* [Exercise description]
The response should be an exact copy of the records, with the pictures removed.

* [Provided data]
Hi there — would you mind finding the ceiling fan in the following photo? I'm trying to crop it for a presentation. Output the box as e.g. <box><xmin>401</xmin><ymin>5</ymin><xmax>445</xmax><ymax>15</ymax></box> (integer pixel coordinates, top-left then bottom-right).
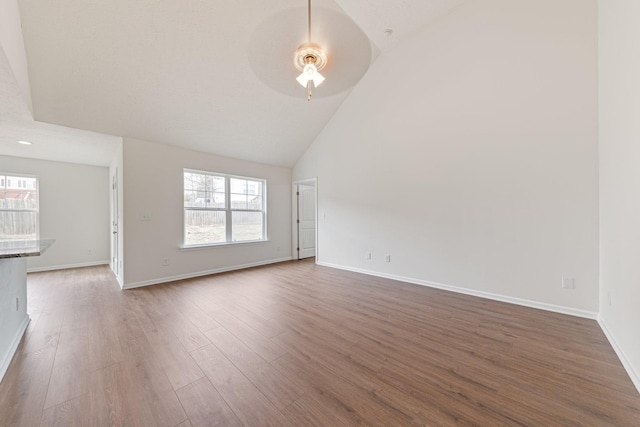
<box><xmin>294</xmin><ymin>0</ymin><xmax>327</xmax><ymax>101</ymax></box>
<box><xmin>246</xmin><ymin>1</ymin><xmax>371</xmax><ymax>99</ymax></box>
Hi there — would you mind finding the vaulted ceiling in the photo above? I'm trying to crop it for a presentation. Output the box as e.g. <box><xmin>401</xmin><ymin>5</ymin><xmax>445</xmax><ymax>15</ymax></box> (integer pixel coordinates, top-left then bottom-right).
<box><xmin>1</xmin><ymin>0</ymin><xmax>465</xmax><ymax>167</ymax></box>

* [Problem solution]
Hi there — would you mind finding the ceiling fan in the following photo? I'm trying to crop it for a presentation. Output the box as e.g. <box><xmin>401</xmin><ymin>5</ymin><xmax>445</xmax><ymax>15</ymax></box> (integer pixel coordinates, top-left then bottom-right).
<box><xmin>294</xmin><ymin>0</ymin><xmax>327</xmax><ymax>101</ymax></box>
<box><xmin>246</xmin><ymin>1</ymin><xmax>371</xmax><ymax>99</ymax></box>
Hi there — would you mind finding the vaulted ceiling in the photo above? I'm trying to crop it for a presentation. Output the box as e.g. <box><xmin>401</xmin><ymin>5</ymin><xmax>445</xmax><ymax>15</ymax></box> (integer pixel coordinates, top-left then bottom-right).
<box><xmin>1</xmin><ymin>0</ymin><xmax>465</xmax><ymax>167</ymax></box>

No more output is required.